# [What you have to do]
Pick out and copy every line of the records below that contains the string "trace". Case counts, so only lines with that exact capitalization qualify.

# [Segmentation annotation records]

## start

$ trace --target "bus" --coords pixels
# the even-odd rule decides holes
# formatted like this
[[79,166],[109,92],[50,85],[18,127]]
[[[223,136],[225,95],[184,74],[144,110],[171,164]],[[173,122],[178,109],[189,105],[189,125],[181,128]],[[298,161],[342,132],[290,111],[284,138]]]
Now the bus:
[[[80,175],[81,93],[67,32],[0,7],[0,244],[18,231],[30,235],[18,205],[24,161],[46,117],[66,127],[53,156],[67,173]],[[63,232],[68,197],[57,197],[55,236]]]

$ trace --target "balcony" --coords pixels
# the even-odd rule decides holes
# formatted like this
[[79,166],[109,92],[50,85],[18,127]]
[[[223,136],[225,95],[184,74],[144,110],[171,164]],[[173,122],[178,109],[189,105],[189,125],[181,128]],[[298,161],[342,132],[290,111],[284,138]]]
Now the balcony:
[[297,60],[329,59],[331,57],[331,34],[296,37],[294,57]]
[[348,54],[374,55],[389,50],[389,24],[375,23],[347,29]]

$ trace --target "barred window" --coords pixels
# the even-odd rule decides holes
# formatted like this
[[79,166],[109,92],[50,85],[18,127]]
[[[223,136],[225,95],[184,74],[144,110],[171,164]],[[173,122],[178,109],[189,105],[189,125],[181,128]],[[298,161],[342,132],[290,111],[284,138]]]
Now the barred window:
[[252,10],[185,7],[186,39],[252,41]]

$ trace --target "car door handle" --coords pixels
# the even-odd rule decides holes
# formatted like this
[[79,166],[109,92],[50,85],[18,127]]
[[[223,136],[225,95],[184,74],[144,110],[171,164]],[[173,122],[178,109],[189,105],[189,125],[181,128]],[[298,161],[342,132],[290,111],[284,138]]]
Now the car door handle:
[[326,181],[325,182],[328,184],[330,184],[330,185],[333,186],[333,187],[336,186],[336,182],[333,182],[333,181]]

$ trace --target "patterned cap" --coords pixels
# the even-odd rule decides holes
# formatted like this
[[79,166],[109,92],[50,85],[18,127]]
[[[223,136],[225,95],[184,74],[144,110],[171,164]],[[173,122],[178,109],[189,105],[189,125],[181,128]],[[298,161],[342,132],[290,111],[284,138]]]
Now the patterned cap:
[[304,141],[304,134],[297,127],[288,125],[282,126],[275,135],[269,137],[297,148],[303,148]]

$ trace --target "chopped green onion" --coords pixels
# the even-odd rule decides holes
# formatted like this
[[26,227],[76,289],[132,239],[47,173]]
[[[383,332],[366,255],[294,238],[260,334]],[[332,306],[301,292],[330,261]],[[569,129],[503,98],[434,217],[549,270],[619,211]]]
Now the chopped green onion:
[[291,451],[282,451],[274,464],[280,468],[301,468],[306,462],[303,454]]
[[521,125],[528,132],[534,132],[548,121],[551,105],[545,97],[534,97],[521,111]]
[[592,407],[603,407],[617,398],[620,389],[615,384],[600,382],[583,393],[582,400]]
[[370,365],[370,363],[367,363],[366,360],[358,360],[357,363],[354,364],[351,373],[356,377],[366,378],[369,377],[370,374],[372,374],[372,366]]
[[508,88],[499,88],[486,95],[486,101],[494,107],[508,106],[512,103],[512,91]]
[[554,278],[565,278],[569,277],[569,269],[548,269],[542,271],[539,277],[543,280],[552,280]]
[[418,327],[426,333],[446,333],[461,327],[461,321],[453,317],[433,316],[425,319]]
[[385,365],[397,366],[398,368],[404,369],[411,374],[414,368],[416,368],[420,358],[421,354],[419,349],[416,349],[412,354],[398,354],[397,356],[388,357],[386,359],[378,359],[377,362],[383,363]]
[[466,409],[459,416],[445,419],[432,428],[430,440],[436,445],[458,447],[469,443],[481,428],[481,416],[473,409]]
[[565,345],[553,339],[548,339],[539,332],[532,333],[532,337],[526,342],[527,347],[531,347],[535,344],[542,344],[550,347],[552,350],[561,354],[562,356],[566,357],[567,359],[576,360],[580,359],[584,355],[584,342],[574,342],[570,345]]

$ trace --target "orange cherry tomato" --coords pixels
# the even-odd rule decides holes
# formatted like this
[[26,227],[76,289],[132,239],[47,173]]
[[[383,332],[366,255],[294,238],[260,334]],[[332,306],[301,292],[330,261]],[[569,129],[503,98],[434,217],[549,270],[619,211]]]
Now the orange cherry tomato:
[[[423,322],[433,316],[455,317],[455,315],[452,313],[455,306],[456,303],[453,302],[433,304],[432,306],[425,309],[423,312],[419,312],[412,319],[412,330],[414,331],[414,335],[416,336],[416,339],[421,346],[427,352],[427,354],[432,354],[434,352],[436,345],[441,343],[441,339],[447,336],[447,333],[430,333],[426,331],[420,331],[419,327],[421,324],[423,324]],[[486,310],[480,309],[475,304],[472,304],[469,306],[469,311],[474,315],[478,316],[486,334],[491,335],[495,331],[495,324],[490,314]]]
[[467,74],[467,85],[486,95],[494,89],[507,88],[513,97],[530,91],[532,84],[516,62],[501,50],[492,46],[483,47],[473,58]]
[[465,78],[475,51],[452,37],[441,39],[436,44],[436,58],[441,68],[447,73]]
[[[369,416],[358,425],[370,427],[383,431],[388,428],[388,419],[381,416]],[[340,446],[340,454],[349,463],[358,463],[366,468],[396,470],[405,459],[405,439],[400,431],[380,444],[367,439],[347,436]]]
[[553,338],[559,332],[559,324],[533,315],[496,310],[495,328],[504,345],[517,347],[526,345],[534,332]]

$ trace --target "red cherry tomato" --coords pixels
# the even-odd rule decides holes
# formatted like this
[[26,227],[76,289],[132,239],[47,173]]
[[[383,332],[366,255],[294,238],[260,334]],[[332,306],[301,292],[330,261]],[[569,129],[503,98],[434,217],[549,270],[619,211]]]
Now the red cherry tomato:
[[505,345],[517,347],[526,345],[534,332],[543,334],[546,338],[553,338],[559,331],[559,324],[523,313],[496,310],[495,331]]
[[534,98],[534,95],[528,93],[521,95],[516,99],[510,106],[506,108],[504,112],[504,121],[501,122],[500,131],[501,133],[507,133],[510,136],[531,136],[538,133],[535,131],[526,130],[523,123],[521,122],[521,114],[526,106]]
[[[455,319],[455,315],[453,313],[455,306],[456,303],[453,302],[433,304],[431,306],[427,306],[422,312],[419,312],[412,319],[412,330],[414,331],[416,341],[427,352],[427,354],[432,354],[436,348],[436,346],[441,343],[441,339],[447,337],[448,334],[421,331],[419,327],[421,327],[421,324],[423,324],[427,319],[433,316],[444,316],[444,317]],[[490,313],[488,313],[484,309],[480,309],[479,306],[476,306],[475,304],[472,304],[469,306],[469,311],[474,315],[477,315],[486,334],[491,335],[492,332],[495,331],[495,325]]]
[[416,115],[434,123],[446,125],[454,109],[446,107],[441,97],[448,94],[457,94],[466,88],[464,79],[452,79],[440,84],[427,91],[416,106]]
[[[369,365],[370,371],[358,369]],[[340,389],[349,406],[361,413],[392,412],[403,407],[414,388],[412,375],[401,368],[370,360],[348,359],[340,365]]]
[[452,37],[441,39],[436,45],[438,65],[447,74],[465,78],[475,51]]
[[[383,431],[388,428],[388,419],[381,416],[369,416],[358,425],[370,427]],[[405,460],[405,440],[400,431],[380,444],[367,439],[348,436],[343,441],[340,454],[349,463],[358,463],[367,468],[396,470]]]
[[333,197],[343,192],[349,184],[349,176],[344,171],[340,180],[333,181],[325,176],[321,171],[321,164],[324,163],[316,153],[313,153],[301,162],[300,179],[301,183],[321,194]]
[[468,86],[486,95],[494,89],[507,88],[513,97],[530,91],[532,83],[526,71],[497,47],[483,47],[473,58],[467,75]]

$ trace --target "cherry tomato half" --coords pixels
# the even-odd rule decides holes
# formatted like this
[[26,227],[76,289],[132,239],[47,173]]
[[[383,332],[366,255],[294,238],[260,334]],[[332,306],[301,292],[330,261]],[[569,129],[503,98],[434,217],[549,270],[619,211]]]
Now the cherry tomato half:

## end

# [Response for this exercise]
$ trace --target "bus" --coords pixels
$ trace --target "balcony" --coords pixels
$ trace --target "barred window" --coords pixels
$ trace --target "car door handle" --coords pixels
$ trace --target "patterned cap" --coords pixels
$ trace --target "chopped green onion" --coords pixels
$ trace --target "orange cherry tomato" --coords pixels
$ trace --target "red cherry tomato" --coords pixels
$ trace --target "cherry tomato half" --coords pixels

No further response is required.